# Task statement
Only the lines from the one that contains "Find every instance of the shoulder" through the final line of the entries should be repeated, exactly as written.

# Task data
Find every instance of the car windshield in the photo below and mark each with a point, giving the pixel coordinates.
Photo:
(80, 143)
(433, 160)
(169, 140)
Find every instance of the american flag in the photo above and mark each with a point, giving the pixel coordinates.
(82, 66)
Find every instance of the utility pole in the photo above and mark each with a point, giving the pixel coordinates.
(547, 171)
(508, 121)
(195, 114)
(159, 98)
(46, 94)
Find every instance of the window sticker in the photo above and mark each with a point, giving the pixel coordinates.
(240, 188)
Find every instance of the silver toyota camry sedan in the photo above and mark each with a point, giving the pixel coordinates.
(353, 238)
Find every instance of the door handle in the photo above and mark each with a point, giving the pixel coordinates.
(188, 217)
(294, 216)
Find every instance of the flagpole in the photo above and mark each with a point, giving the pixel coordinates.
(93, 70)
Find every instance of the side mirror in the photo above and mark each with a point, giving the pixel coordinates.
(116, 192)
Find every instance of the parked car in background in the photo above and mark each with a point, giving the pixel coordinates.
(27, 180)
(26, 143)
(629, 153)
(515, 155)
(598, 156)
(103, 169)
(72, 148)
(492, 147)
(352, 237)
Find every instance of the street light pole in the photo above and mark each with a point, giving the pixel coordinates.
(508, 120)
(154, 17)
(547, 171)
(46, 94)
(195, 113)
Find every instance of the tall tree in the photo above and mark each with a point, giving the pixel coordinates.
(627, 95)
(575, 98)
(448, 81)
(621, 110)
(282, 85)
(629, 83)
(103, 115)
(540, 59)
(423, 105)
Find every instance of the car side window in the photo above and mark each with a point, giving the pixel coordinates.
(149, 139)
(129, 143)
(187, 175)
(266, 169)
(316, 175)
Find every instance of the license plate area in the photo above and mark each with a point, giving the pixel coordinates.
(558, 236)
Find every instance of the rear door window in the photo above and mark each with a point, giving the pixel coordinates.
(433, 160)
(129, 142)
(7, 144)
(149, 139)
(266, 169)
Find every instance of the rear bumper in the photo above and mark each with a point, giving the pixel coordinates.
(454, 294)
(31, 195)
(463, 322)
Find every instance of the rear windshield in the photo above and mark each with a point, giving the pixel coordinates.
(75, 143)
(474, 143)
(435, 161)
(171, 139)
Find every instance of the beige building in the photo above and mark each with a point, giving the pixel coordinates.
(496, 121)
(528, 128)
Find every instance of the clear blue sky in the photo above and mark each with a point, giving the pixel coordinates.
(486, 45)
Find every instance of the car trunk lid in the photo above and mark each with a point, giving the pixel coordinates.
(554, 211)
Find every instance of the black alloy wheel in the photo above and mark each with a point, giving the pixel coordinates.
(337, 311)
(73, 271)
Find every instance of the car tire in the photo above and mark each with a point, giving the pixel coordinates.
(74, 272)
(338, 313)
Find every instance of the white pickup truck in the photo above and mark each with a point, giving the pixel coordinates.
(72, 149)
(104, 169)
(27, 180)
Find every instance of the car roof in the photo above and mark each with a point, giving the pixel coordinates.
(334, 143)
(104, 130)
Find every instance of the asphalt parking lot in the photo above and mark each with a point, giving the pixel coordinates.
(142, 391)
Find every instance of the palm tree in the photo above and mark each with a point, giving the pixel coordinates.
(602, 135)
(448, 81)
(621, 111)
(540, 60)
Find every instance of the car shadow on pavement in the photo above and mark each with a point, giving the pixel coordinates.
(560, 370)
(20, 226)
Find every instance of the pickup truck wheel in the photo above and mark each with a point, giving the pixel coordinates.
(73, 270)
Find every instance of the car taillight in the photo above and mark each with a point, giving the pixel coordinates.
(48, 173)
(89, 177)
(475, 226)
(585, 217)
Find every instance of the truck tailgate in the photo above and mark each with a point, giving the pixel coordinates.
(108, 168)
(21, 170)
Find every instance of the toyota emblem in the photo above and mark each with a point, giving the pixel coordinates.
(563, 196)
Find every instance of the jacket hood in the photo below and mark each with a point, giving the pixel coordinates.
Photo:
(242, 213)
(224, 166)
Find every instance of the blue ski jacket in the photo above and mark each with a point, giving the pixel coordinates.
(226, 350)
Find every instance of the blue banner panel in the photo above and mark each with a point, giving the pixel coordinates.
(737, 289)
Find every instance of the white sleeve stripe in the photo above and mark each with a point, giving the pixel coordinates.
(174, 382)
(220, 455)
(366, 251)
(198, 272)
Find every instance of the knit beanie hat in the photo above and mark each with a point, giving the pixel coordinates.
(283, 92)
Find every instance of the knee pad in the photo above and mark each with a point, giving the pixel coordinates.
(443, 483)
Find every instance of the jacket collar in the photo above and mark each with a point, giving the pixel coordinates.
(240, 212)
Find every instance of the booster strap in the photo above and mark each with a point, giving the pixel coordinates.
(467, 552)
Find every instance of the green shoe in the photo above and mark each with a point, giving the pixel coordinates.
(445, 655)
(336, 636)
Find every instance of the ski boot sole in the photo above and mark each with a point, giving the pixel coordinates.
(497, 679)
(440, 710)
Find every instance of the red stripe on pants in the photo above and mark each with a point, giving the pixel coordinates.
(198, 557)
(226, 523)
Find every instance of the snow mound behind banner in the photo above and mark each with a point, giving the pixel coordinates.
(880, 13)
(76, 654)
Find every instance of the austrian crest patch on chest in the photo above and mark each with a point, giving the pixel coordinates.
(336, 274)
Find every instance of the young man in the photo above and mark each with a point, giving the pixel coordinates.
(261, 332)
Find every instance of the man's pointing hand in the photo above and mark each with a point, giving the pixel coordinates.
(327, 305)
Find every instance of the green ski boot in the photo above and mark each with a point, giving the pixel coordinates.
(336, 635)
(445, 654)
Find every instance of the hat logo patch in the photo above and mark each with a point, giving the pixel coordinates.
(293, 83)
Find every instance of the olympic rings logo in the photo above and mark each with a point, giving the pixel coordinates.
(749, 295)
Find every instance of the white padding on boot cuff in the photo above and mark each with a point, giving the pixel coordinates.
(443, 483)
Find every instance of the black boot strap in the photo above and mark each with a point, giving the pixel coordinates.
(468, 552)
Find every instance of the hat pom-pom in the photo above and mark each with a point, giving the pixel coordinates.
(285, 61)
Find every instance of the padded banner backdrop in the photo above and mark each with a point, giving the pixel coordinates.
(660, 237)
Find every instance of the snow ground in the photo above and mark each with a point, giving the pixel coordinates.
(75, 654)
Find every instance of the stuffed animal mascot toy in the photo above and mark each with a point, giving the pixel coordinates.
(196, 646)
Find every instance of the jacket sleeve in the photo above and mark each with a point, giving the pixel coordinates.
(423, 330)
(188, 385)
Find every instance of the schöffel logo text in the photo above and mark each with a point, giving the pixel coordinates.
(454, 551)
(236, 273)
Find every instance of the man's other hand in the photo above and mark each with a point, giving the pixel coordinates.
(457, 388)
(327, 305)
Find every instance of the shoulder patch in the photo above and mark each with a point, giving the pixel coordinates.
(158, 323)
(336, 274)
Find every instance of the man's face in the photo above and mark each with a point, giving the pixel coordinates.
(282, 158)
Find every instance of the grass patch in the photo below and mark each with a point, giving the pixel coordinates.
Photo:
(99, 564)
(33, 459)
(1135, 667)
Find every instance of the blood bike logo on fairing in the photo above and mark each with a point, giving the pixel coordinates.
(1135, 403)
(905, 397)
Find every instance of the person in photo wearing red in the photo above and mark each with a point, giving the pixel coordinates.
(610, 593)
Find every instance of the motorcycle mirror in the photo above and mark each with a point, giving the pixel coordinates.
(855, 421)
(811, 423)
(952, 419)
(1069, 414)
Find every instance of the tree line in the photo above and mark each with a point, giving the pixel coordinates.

# Answer box
Find every instance of the shoulder patch in the photo above and mark each with a point, giving the pixel coordinates.
(158, 323)
(336, 274)
Find every instance of the man's face in the photo above and mark each with a point, giving the pixel coordinates.
(282, 158)
Find every instance of the grass patch in the photo below and mark each with a point, giving the pixel coordinates.
Photo:
(99, 564)
(33, 459)
(1135, 667)
Find every instance of the blood bike logo on fairing in the photo above and mark each with a point, giving the pixel coordinates.
(1135, 403)
(905, 397)
Find every instance of the person in photo wearing red in the photo above and mark each with a point, giving the pixel coordinates.
(610, 593)
Find every instance of the motorcycle mirror in the photo above and mark each with a point, giving the pixel coordinates.
(855, 421)
(811, 423)
(952, 419)
(1069, 414)
Find every instance of the tree line in the photo above and mark each with a point, giving the pixel coordinates.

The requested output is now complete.